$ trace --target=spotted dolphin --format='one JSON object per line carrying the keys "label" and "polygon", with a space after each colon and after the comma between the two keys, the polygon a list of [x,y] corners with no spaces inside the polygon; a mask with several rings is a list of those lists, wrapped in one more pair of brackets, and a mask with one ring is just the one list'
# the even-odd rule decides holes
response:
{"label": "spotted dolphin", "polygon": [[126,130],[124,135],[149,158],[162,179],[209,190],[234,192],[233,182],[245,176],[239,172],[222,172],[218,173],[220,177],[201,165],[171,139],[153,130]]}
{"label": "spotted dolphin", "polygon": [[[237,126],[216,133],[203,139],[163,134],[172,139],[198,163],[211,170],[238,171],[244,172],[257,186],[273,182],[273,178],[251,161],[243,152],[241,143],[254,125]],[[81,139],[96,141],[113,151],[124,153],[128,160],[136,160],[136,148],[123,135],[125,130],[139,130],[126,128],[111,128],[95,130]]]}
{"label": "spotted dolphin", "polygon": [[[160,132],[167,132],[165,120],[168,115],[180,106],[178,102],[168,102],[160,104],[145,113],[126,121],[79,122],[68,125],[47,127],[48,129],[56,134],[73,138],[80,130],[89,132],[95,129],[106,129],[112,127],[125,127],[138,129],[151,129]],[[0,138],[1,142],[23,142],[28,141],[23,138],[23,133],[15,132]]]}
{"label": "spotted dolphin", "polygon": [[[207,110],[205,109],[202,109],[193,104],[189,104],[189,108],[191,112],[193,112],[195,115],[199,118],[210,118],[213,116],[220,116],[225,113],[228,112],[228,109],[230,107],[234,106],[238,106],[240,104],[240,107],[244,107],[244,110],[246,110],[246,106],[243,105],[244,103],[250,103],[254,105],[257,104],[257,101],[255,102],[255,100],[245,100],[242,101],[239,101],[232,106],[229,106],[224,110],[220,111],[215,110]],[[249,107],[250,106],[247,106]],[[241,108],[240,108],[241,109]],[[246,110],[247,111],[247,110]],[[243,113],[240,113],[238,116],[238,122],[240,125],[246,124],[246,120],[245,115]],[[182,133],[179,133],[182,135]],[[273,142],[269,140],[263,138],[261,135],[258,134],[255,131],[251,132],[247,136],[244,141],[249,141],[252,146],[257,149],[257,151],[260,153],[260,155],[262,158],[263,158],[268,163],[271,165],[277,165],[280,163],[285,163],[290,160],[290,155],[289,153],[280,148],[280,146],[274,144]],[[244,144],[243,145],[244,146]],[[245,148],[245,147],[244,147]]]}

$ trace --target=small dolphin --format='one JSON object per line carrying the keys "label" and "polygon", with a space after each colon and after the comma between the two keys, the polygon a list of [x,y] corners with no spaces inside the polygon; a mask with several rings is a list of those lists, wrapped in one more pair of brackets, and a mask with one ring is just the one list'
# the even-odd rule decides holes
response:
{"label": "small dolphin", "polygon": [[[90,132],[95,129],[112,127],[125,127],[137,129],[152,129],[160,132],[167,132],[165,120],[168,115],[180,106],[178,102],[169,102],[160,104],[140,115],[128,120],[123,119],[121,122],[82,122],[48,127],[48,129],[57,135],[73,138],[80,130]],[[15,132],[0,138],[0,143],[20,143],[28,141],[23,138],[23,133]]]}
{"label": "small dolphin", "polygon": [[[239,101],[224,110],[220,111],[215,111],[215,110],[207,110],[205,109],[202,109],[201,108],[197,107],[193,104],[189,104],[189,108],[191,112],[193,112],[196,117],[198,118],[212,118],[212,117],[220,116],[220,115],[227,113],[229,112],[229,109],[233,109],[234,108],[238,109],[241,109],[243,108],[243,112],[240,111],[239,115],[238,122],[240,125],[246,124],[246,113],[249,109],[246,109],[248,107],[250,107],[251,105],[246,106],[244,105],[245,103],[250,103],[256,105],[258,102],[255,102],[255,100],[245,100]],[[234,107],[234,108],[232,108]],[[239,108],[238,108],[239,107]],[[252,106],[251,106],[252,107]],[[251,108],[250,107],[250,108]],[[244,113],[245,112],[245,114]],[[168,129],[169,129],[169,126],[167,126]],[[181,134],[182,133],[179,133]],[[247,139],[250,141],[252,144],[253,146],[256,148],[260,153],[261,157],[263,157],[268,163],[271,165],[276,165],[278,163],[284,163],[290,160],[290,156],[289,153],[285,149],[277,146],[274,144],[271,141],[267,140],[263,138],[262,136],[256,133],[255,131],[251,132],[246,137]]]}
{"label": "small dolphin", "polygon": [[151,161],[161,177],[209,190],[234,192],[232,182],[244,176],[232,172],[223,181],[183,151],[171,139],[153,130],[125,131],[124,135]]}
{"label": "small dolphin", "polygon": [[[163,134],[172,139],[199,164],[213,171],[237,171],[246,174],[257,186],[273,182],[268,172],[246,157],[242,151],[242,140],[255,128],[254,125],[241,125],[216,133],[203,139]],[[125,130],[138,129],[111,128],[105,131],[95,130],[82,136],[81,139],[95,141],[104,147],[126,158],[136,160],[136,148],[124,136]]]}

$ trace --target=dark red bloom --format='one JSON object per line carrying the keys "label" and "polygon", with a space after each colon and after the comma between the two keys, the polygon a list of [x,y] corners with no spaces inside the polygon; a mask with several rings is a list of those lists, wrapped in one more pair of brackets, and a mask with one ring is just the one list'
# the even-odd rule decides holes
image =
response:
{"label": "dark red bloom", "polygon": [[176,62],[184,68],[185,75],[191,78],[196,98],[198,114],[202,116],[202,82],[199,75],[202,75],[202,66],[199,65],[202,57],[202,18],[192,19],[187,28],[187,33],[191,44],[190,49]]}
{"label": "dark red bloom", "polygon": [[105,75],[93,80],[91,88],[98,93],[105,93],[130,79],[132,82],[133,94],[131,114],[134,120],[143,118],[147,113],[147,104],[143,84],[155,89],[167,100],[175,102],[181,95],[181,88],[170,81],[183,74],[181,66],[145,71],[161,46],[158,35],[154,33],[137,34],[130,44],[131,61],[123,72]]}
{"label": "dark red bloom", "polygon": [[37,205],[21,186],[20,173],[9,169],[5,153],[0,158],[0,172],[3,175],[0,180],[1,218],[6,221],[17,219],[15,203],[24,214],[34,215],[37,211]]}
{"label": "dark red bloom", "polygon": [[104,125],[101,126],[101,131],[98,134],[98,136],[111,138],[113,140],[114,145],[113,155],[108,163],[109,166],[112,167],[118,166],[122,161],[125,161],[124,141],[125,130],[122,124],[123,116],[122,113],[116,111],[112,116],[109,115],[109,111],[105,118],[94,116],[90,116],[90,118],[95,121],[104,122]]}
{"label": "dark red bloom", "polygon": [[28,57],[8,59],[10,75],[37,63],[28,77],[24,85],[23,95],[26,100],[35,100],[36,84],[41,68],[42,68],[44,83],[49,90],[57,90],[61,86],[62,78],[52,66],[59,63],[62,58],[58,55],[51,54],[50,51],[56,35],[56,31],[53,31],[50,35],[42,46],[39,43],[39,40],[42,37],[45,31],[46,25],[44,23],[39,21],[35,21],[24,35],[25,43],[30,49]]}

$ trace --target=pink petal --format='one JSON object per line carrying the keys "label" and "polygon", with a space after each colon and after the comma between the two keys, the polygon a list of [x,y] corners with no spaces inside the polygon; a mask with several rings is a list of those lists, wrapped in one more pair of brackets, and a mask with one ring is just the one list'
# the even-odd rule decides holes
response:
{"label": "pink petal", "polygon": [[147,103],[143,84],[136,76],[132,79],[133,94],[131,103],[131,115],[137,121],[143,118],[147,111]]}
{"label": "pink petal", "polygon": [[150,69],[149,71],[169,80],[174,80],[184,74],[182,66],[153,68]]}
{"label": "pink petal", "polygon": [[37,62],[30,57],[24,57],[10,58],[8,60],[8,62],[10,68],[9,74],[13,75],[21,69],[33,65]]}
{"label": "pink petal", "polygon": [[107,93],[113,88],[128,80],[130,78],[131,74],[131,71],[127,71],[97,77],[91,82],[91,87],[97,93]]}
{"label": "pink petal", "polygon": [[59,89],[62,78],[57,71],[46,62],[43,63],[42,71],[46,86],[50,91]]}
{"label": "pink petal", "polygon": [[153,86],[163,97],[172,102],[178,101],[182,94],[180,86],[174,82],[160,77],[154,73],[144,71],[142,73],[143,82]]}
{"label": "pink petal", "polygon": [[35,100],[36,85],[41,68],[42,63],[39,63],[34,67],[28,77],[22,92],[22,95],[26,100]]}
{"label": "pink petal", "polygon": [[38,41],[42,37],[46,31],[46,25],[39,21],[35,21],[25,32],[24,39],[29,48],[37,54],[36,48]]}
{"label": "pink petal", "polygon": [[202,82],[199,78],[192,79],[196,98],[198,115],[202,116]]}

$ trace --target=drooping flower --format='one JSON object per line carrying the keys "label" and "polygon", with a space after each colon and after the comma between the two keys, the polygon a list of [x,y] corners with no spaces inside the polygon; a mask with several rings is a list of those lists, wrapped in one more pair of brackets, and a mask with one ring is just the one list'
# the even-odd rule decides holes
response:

--

_TASK REQUIREMENTS_
Print the lines of the listing starting at the line that contains "trace --target=drooping flower" and ending at the last line of the listing, both ends included, with every character unchanged.

_EXERCISE OUTPUT_
$ trace --target=drooping flower --format='one JSON object per line carrying the keys "label" and "polygon", with a space after each colon and after the comma between the two keys, the polygon a list of [x,y] corners with no spaces inside the polygon; a mask with several rings is a list of those lists, wrapped in one more pair of brackets, and a mask with one ring is just the one list'
# the even-odd rule decides holes
response:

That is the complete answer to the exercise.